[Referring expression data]
======
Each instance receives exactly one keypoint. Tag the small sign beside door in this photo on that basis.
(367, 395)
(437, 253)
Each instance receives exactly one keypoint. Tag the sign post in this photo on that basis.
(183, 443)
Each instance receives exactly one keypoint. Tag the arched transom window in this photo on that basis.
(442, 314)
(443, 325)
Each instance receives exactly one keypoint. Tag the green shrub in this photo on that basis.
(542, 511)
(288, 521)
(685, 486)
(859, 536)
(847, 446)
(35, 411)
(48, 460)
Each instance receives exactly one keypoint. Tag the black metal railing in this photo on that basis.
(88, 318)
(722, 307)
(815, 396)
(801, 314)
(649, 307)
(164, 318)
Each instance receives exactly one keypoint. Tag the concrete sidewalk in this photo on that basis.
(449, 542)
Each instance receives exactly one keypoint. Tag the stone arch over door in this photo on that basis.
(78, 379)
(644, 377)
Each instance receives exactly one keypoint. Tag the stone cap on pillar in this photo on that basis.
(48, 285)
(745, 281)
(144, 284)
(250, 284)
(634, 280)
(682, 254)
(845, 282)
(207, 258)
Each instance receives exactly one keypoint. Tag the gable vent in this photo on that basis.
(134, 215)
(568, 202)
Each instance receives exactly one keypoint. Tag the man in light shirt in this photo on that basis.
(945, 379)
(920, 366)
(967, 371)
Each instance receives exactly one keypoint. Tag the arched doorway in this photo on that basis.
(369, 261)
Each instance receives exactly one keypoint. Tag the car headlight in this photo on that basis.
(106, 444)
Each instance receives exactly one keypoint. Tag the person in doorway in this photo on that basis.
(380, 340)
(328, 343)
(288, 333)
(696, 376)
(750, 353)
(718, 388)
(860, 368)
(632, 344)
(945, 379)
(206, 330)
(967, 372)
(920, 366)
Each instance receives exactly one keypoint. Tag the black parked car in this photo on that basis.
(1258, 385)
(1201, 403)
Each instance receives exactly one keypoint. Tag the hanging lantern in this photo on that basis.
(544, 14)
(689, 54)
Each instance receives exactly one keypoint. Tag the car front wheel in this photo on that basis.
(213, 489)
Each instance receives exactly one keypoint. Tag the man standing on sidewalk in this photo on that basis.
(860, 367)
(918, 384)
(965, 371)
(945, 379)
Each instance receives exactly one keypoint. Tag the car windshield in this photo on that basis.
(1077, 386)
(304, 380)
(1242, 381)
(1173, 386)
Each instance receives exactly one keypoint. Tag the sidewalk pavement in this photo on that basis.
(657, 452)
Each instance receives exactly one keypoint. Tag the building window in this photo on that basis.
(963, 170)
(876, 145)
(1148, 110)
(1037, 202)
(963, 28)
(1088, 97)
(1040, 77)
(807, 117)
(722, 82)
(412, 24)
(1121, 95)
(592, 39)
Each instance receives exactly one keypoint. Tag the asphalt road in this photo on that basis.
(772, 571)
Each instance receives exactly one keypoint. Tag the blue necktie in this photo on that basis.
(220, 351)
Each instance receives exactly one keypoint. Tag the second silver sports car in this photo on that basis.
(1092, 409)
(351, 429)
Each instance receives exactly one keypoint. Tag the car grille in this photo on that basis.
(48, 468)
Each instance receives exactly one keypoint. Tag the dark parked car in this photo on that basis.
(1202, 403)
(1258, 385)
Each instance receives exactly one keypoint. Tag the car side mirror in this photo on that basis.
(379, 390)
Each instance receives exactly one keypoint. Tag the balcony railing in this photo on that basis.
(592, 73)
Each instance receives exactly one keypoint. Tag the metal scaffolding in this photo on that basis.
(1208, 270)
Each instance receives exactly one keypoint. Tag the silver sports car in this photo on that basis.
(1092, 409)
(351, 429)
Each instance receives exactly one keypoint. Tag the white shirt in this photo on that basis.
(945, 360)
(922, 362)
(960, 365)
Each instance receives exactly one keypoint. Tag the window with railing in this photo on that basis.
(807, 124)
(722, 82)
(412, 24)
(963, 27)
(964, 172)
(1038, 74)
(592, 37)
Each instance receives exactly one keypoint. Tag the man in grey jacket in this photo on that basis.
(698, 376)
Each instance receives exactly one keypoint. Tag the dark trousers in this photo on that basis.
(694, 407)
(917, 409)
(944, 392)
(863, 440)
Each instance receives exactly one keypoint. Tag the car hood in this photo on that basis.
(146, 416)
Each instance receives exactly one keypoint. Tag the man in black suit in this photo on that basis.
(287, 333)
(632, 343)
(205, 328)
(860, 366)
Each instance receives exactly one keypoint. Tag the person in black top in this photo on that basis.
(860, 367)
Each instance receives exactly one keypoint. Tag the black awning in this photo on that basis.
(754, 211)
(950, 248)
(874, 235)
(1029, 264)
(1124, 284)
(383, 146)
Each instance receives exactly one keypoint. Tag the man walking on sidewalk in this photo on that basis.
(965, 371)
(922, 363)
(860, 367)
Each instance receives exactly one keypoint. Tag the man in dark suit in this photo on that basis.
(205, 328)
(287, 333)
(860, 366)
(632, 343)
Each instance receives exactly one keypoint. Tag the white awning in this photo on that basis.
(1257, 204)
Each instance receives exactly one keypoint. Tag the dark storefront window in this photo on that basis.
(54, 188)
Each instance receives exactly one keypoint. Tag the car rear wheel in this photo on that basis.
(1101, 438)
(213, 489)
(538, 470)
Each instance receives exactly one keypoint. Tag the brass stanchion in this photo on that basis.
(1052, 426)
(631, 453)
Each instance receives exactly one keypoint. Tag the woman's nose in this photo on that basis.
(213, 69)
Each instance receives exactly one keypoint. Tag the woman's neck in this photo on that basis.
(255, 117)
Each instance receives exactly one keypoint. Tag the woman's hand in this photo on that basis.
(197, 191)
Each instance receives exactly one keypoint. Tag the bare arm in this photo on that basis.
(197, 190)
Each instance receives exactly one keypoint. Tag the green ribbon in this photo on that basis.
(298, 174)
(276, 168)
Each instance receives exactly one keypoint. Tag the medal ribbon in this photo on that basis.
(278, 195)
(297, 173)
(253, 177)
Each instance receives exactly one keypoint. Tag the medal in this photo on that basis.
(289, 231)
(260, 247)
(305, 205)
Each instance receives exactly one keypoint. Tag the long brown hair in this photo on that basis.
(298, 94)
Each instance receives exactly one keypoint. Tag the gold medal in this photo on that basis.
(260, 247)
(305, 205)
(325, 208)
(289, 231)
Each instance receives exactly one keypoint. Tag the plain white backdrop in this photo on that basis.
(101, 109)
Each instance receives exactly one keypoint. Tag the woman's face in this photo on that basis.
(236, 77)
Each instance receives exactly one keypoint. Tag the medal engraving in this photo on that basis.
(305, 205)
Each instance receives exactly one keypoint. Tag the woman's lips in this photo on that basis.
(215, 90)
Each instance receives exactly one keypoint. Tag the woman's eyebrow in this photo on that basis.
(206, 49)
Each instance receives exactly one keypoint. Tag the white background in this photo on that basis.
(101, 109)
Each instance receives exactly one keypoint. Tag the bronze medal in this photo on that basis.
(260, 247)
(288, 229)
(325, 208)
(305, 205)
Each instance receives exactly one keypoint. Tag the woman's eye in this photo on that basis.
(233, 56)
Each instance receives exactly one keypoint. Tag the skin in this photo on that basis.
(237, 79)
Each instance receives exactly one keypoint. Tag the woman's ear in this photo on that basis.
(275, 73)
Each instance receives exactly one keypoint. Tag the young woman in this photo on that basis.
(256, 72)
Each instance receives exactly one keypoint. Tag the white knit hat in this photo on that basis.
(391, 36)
======
Task to carry out: After the last line, print all the entries once again, unchanged.

Expected answer:
Each instance receives exactly one keypoint. Tag the small sign beside door in this photo on that basis.
(367, 395)
(437, 253)
Each instance receives exactly one keypoint. Tag the sign post in this photo on that basis.
(183, 443)
Each instance receives exactly one keypoint. Tag the arched transom window in this photo on that basis.
(442, 314)
(443, 325)
Each instance receives exactly one keypoint. Tag the green shrub in this photo on that basis.
(542, 511)
(288, 521)
(685, 486)
(859, 536)
(847, 446)
(35, 411)
(48, 460)
Each instance receives exactly one keypoint. Tag the black metal railing in this photo on that basis.
(88, 318)
(722, 307)
(815, 396)
(801, 314)
(649, 307)
(164, 318)
Each instance receives exactly one keypoint. Tag the concrete sidewalk in this photo on that basis.
(449, 542)
Each instance receives exactly one keypoint. Tag the stone arch over door in this photo on that basis.
(78, 379)
(644, 377)
Each instance receives exactly one keypoint. Tag the stone cap on pillar in this photo on that basis.
(48, 285)
(745, 281)
(144, 284)
(250, 284)
(634, 280)
(682, 254)
(845, 282)
(207, 258)
Each instance receives exactly one keypoint. Tag the gable vent in this photo on that basis.
(134, 215)
(568, 202)
Each instance receives exactly one keypoint. Tag the man in light shirt in this photo on that basis.
(945, 379)
(920, 366)
(967, 371)
Each instance receives exactly one keypoint. Tag the arched doorway in this photo on that basis.
(369, 261)
Each instance receives exactly one keypoint. Tag the car headlight in this photo on that basis.
(106, 444)
Each instance receives exactly one keypoint. Tag the person in doorway in this photo on that basis.
(380, 340)
(328, 343)
(288, 333)
(696, 376)
(750, 353)
(718, 388)
(860, 368)
(632, 344)
(945, 379)
(206, 330)
(967, 372)
(920, 366)
Each instance receives exactly one keypoint. Tag the black parked car in this photo on that basis.
(1258, 385)
(1201, 403)
Each instance receives exactly one keypoint. Tag the hanging lantern in this photo on that basis.
(544, 14)
(689, 54)
Each instance receives exactly one keypoint. Tag the car front wheel in this photo on that basis.
(213, 489)
Each instance receives exactly one keypoint. Tag the man standing on sidewalk in this photo on that basis.
(860, 367)
(918, 384)
(965, 371)
(945, 379)
Each instance receives exactly one keypoint. Tag the car windshield in this photo on that basis.
(1077, 386)
(304, 380)
(1242, 381)
(1173, 386)
Each instance receives exactly one keypoint. Tag the sidewalk pavement in this photo on that basis.
(657, 452)
Each instance receives exactly one keypoint. Tag the building window in this photo on that basis.
(963, 170)
(876, 145)
(1148, 110)
(1037, 202)
(963, 28)
(1088, 97)
(1040, 77)
(807, 117)
(722, 82)
(412, 24)
(1121, 95)
(592, 39)
Each instance receives exactly one keypoint. Tag the asphalt road in this photo on that basis.
(772, 571)
Each instance receives exactly one keypoint. Tag the blue necktie in this photo on that basis.
(220, 351)
Each instance receives exactly one keypoint. Tag the second silver sports car in this photo on that basis.
(1092, 409)
(351, 429)
Each instance receives exactly one keypoint. Tag the car grille in this photo on that basis.
(48, 468)
Each instance receives exactly one keypoint. Tag the dark parked car in this photo on that basis.
(1202, 403)
(1258, 385)
Each instance receives exactly one keypoint. Tag the car side mirror in this photo on that basis.
(379, 390)
Each instance receives exactly one keypoint. Tag the balcony railing in this photo on that basis.
(592, 73)
Each instance receives exactly one keypoint. Tag the metal scaffolding in this photo on that basis.
(1208, 270)
Each instance receives exactly one keypoint. Tag the silver sports car in this photo on that basis.
(1092, 409)
(351, 429)
Each instance receives exactly one keypoint. Tag the white shirt in this photo on that basis.
(945, 360)
(922, 362)
(960, 365)
Each instance receives exactly one keypoint. Tag the window with railing in this photo on that basis.
(807, 124)
(722, 82)
(412, 24)
(963, 27)
(964, 172)
(1038, 74)
(592, 37)
Each instance receives exactly one keypoint. Tag the man in grey jacket in this photo on that basis.
(698, 376)
Each instance receives exactly one keypoint. Tag the dark trousers in this photo on that basis.
(694, 407)
(917, 409)
(944, 392)
(863, 440)
Each instance receives exactly one keypoint. Tag the car hood in this photo on that basis.
(146, 416)
Each instance receives exactly one keypoint. Tag the man in black suit in this photo on that basis.
(287, 333)
(632, 343)
(205, 328)
(860, 366)
Each instance receives exactly one keypoint. Tag the person in black top in this photo on that basis.
(860, 367)
Each instance receives exactly one keypoint. Tag the black awning in this photo on that basis.
(754, 211)
(950, 248)
(874, 235)
(1029, 264)
(1124, 284)
(383, 146)
Each instance receives exactly one keypoint. Tag the man walking on sidewalk in this photo on that basis.
(965, 371)
(922, 363)
(860, 367)
Each instance receives exactly one keypoint. Tag the man in dark suit in this photo on that basis.
(205, 328)
(287, 333)
(860, 366)
(632, 343)
Each instance receives exactly one keypoint. Tag the white awning in this photo on that basis.
(1257, 204)
Each instance receives exactly one keypoint. Tag the dark storefront window in this photo on that basis.
(54, 188)
Each instance receives exactly one keypoint. Tag the car rear wheel in this photo on that basis.
(1101, 438)
(213, 489)
(538, 470)
Each instance receives exactly one keypoint. Tag the brass stanchion in this photo on that basis.
(1052, 426)
(631, 453)
Each instance receives exactly one keypoint. Tag the woman's nose in this photo on that basis.
(213, 69)
Each instance receives exactly one keypoint. Tag the woman's neck in this photo on that basis.
(255, 117)
Each instance receives exactly one keypoint. Tag the woman's hand in this photo on that basis.
(197, 191)
Each instance receives exactly one keypoint. Tag the bare arm in this photo on that basis.
(197, 190)
Each instance receives exactly one keypoint. Tag the green ribbon in this photo on that basis.
(298, 174)
(276, 168)
Each instance receives exactly one keypoint. Tag the medal ribbon in this photo on that basis.
(278, 195)
(297, 173)
(253, 177)
Each instance receives exactly one keypoint. Tag the medal in this photo on that basis.
(289, 231)
(260, 247)
(305, 205)
Each instance receives exactly one keypoint. Tag the long brown hair in this photo on that basis.
(298, 94)
Each instance receives exactly one keypoint. Tag the gold medal in this photo on that basis.
(260, 247)
(305, 205)
(325, 208)
(289, 231)
Each instance receives exactly one keypoint. Tag the plain white backdrop in this photo on that basis.
(101, 109)
Each instance receives exactly one keypoint. Tag the woman's face in this photo on that basis.
(236, 77)
Each instance receives exactly one keypoint. Tag the medal engraving in this photo on that basis.
(305, 205)
Each instance receives exactly one keypoint. Tag the woman's lips in this photo on that basis.
(215, 90)
Each instance receives exactly one keypoint. Tag the woman's eyebrow in this photo on that basis.
(206, 49)
Each instance receives exactly one keypoint. Tag the white background in this photo on that basis.
(101, 109)
Each instance receives exactly one keypoint. Tag the bronze medal in this photo on that basis.
(260, 247)
(288, 229)
(325, 208)
(305, 205)
Each instance receives exactly one keypoint. Tag the woman's eye in this photo on that basis.
(233, 56)
Each instance receives exactly one keypoint. Tag the skin in this photo on that basis.
(237, 79)
Each instance receives exactly one keypoint. Tag the woman's ear in this photo on that basis.
(275, 73)
Each instance receives exactly one keypoint. Tag the young woman in this photo on that basis.
(256, 72)
Each instance receives exactly one keypoint. Tag the white knit hat in this photo on that basis.
(391, 36)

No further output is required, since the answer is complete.